(TASK ITEM): From the page on plantar warts in children, list every risk factor it names under its heading on risk factors.

(PAGE EXTRACT):
Plantar Warts in Children
Symptoms, Causes and Treatment of Pediatric Warts
What Are Plantar Warts?
The main symptom of plantar warts is the growth itself. Plantar warts are usually:
- Small, with a rough or grainy texture
- White, gray, or tan in color, often with black pinpoints (sometimes called wart seeds)
- Hard when they grow inward
- Located near or on a callus
Your child may also feel pain or tenderness in the area around the plantar wart, particularly when standing or walking.
Plantar warts may also form in a cluster. These are sometimes referred to as mosaic warts.
There are many products to treat warts, both over the counter and prescribed, but essentially there are 3 tried and true methods. Dr. Jarman discusses the 3 recommended options and why Cantharidin is the preferred one.
What Causes Plantar Warts in Children?
Plantar warts are caused when HPV enters the body through a weak spot or opening in the skin on the sole of the foot.
There are more than 100 types of HPV; the virus is very common. However, not every type of HPV causes plantar warts. In addition, not everyone who contracts HPV develops warts. Much depends on your child’s immune system.
Risk Factors for Plantar Warts
- Age, with children and teens at greater risk than adults
- Having a weakened immune system
- A history of plantar warts
- Walking barefoot
How to Prevent Plantar Warts
Protect your child’s feet against plantar warts by following these tips:
- Keep feet dry and clean
- Change socks and shoes every day
- Do not walk barefoot around swimming pools or public showers or locker rooms
If your child already has plantar warts, they can prevent the condition from spreading by:
- Not picking at the wart
- Cleaning hands thoroughly after touching their feet
- Using a disposable emery board or buffer around the wart – and not using it anywhere else on the foot
When to See a Pediatric Podiatrist for Plantar Warts
Schedule an appointment with your child’s podiatrist if:
- You aren’t sure whether the lesion is a plantar wart
- Your child is experiencing pain
- The plantar wart is bleeding
- The wart’s appearance or color changes
- Your child has diabetes or poor sensation in their feet
- Your child has a weakened immune system
Never attempt to treat a plantar wart yourself! Due to their inward growth, safe self-treatment is nearly impossible with plantar warts.
Diagnosis and Treatment of Plantar Warts
To diagnose plantar warts, Dr. Jarman begins by examining the child’s foot. He’s looking for common signs of verruca, particularly the dark pinpoints, which are actually tiny blood vessels. The doctor may send a small portion of the lesion, known as a shave biopsy, for testing to verify that it is a plantar wart.

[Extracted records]

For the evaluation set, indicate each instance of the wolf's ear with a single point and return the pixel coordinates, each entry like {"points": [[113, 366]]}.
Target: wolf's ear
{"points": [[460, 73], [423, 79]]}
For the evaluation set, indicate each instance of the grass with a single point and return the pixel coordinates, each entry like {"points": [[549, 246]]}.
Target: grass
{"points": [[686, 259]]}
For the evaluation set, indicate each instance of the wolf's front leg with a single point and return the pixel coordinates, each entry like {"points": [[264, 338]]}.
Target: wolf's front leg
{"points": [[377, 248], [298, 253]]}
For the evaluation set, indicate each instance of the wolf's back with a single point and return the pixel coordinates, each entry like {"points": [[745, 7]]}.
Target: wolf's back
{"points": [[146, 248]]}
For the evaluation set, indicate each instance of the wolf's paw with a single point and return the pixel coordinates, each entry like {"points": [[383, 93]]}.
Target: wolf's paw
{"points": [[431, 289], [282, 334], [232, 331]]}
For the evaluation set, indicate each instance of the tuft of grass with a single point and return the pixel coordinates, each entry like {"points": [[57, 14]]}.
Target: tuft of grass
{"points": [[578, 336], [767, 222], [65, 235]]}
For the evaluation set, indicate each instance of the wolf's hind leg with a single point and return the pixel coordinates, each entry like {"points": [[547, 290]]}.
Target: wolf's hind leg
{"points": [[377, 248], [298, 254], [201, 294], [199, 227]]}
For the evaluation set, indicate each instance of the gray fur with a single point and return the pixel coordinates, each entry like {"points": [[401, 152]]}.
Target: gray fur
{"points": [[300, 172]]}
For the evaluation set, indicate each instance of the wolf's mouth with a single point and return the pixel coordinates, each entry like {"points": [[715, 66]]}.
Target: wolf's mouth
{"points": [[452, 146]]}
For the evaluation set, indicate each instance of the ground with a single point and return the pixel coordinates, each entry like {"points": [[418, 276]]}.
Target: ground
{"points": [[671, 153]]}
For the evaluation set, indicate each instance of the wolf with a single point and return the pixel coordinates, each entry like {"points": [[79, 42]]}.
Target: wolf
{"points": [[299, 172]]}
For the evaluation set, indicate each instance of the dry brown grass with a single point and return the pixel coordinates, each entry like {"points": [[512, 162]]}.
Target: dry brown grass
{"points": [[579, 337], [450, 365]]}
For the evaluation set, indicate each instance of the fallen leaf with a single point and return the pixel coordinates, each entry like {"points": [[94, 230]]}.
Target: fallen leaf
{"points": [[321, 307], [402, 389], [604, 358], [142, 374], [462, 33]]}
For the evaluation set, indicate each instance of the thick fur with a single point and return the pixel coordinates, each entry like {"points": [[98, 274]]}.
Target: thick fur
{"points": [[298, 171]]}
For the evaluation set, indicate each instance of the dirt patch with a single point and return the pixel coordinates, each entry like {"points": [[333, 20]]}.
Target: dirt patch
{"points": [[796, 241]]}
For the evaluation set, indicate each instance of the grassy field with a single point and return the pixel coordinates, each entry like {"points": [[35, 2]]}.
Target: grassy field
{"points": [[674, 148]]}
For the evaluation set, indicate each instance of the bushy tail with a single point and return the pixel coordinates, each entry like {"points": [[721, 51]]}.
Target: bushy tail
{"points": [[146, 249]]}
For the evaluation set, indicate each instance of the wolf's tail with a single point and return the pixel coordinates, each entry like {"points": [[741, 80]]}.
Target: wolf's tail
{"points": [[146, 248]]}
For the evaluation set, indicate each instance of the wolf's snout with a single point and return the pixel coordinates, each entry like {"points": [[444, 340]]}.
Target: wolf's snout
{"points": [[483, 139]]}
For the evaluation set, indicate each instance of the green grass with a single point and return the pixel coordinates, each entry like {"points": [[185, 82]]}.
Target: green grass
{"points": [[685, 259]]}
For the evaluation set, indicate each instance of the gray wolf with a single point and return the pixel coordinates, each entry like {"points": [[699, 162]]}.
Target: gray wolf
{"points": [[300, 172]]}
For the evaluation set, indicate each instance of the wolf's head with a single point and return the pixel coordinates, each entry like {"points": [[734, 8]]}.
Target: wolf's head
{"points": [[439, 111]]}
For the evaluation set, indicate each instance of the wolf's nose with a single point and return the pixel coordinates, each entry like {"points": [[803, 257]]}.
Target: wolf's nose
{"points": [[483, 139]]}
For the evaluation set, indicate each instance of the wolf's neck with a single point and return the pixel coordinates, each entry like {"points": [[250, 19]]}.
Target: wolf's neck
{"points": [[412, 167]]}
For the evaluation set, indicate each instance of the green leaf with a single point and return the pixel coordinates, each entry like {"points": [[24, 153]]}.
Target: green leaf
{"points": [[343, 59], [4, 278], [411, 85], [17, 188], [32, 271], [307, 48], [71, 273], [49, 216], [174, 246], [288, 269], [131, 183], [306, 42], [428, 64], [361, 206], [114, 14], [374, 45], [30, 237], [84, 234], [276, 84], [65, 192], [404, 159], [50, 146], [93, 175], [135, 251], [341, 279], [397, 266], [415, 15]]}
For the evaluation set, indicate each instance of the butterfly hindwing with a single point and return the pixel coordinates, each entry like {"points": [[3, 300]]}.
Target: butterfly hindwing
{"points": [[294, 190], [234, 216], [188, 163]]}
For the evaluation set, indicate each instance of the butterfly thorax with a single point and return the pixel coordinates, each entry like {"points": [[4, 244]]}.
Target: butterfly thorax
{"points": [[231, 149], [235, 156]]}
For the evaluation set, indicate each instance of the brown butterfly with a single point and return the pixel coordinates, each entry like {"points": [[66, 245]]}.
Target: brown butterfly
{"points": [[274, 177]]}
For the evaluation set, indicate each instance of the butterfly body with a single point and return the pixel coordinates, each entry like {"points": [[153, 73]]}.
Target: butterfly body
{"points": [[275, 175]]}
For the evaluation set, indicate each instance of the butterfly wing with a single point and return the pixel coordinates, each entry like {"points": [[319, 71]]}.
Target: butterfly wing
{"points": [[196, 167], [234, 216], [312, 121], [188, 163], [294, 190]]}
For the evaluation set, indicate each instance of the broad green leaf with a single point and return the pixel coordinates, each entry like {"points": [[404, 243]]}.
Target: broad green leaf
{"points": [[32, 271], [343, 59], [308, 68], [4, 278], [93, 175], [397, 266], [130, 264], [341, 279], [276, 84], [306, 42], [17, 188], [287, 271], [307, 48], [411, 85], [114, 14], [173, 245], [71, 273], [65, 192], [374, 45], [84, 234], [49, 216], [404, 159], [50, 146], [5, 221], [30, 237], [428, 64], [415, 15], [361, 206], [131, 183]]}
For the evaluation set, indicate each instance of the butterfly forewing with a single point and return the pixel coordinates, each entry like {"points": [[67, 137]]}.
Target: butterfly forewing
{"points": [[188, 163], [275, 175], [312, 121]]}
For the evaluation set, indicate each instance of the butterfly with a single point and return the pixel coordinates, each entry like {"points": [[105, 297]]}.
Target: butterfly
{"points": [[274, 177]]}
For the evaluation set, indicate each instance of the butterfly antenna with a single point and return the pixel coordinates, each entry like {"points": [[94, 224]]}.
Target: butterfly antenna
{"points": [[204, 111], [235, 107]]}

(RESULT FOR THIS EXERCISE):
- Age, with children and teens at greater risk than adults
- Having a weakened immune system
- A history of plantar warts
- Walking barefoot